* Assigned task: Your job with the data below: print everything from the line that holds "112, row 82." down to the line that holds "174, row 123.", ends included, exactly, and nothing else.

* Provided data:
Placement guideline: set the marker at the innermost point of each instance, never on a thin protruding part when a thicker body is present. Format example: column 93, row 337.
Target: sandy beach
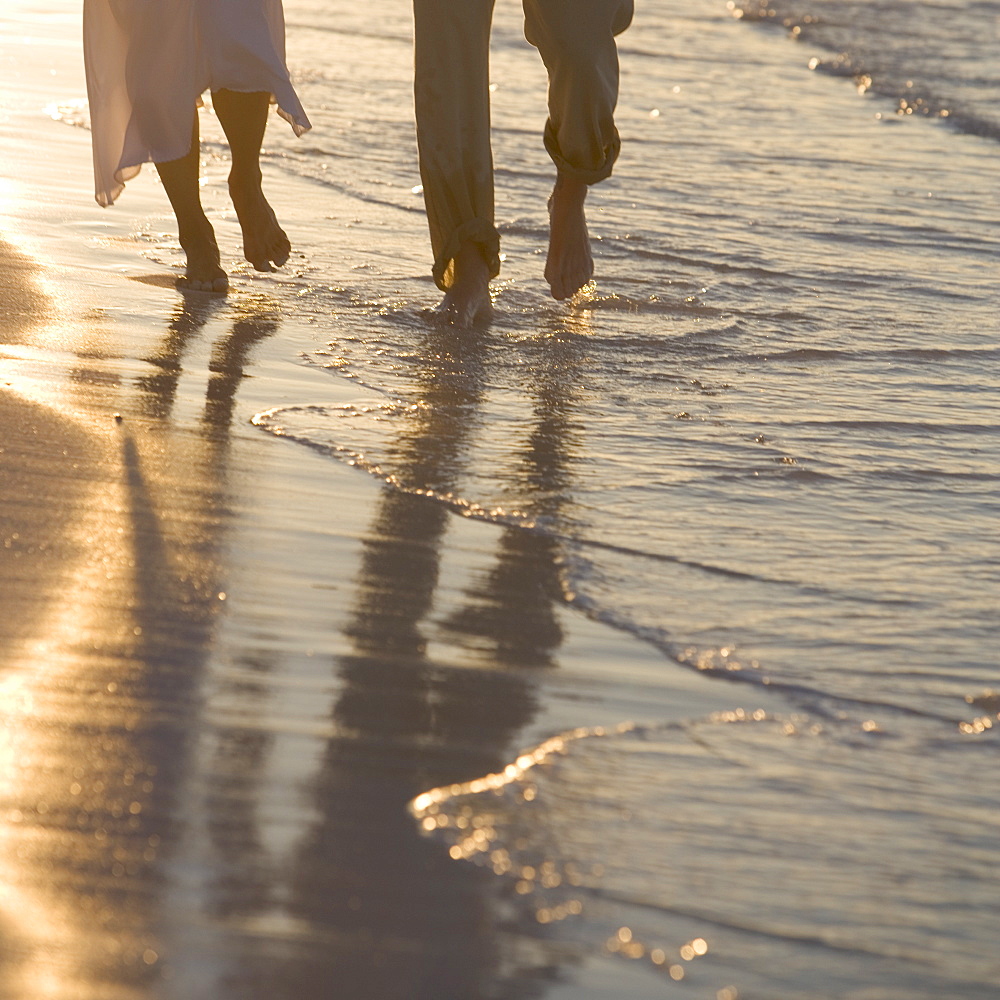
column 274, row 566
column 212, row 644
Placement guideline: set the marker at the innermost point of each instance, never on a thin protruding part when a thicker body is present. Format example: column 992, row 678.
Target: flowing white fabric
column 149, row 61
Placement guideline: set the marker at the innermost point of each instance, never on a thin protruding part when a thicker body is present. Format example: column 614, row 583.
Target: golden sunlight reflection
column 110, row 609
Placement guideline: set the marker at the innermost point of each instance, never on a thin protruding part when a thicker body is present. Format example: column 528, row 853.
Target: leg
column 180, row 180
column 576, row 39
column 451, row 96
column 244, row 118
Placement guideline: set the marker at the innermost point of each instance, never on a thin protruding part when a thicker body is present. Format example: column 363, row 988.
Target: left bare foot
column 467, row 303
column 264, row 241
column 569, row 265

* * *

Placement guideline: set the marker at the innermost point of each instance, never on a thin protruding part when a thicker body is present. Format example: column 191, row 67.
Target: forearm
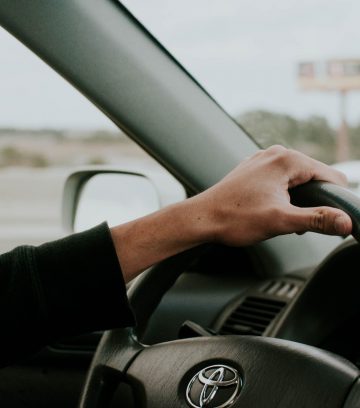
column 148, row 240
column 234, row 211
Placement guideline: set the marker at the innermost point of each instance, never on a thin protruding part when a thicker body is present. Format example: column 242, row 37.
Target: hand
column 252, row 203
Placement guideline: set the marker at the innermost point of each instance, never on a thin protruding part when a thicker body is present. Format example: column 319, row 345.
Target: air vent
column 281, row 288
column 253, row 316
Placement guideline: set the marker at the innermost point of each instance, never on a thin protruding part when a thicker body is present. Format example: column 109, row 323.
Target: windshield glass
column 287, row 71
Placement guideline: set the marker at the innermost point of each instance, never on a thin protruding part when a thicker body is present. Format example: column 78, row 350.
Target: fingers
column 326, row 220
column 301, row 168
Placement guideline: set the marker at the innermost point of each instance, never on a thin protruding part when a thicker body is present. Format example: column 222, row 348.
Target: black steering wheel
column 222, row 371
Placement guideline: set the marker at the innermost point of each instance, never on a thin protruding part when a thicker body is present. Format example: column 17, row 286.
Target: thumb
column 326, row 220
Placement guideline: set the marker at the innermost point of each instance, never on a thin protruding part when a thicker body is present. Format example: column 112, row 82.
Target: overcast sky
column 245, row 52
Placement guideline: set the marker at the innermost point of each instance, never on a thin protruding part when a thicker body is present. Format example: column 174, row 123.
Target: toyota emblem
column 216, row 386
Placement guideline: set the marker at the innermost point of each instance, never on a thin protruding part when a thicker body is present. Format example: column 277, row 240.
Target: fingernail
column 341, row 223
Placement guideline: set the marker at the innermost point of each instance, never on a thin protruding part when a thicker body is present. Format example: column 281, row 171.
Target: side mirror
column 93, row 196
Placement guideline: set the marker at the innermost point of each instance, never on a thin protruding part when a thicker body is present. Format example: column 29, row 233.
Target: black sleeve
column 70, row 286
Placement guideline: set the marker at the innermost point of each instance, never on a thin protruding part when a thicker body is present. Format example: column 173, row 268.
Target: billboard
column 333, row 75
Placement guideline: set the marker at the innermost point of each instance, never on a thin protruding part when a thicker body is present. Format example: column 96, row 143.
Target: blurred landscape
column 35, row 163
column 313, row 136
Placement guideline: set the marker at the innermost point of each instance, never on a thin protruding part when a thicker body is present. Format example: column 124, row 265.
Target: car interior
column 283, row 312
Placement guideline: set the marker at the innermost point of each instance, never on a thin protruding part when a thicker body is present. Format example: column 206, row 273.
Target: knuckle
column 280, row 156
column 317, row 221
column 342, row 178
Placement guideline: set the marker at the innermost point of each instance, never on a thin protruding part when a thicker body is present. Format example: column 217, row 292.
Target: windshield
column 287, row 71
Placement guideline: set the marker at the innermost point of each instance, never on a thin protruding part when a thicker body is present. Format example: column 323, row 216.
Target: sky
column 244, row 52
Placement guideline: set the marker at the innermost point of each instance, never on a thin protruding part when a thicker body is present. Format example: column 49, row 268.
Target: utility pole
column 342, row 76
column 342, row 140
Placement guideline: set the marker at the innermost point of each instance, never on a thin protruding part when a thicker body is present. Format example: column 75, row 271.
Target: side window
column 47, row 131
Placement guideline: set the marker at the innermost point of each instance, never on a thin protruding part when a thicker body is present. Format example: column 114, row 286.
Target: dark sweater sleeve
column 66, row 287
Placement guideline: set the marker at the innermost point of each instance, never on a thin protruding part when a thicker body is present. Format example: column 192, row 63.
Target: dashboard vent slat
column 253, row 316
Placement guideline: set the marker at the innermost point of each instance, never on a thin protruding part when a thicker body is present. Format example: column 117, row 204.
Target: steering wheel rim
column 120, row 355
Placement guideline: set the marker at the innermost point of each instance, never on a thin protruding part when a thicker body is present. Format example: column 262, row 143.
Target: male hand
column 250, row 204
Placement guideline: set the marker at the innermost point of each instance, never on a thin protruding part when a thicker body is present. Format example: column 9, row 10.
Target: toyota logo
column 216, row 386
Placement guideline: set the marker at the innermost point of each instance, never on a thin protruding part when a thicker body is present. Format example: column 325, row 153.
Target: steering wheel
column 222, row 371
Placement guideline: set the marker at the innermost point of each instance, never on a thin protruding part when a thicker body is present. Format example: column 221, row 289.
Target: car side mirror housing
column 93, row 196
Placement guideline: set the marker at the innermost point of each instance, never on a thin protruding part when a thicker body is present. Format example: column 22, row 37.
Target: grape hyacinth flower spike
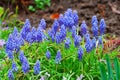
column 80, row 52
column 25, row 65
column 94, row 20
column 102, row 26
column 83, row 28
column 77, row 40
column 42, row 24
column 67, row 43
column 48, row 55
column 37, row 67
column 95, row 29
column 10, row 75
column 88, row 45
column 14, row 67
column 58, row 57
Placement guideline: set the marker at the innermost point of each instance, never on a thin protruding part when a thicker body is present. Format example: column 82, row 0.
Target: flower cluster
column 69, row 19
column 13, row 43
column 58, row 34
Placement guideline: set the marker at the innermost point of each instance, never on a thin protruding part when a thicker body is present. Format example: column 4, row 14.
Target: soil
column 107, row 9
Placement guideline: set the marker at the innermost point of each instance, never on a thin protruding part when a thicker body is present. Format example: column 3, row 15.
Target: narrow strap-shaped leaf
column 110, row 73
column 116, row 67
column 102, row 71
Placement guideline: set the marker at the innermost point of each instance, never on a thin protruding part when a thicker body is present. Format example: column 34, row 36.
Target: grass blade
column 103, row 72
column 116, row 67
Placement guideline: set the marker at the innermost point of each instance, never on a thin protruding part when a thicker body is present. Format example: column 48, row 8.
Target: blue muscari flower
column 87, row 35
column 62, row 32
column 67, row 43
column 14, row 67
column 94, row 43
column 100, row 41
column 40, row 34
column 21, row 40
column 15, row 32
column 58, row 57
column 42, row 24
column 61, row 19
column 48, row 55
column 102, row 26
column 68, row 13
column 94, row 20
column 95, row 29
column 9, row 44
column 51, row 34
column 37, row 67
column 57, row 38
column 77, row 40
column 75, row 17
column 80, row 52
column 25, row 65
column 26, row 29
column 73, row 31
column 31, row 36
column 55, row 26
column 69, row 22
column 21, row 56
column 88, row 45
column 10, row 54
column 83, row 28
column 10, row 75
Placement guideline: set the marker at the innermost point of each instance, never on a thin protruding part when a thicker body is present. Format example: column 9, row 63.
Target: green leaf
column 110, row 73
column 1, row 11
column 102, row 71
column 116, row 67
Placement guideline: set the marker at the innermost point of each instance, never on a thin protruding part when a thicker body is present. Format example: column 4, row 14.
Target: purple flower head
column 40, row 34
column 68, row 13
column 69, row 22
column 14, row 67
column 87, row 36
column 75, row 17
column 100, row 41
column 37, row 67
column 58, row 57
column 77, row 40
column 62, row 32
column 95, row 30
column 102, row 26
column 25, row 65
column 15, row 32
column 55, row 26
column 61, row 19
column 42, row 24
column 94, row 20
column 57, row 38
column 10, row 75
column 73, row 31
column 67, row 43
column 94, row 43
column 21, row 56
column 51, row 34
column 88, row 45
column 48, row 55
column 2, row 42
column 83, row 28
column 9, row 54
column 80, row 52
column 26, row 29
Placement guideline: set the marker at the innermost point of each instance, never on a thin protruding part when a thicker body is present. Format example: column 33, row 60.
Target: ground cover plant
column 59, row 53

* Expected answer:
Placement guideline: set the marker at the innermost point of each instance, never on a thin protruding part when a thicker body is present. Format example: column 112, row 82.
Target: overcast sky
column 245, row 52
Placement guideline: set the marker at the innermost point of each instance, never on a thin protruding part when a thicker body is present. Format example: column 174, row 123.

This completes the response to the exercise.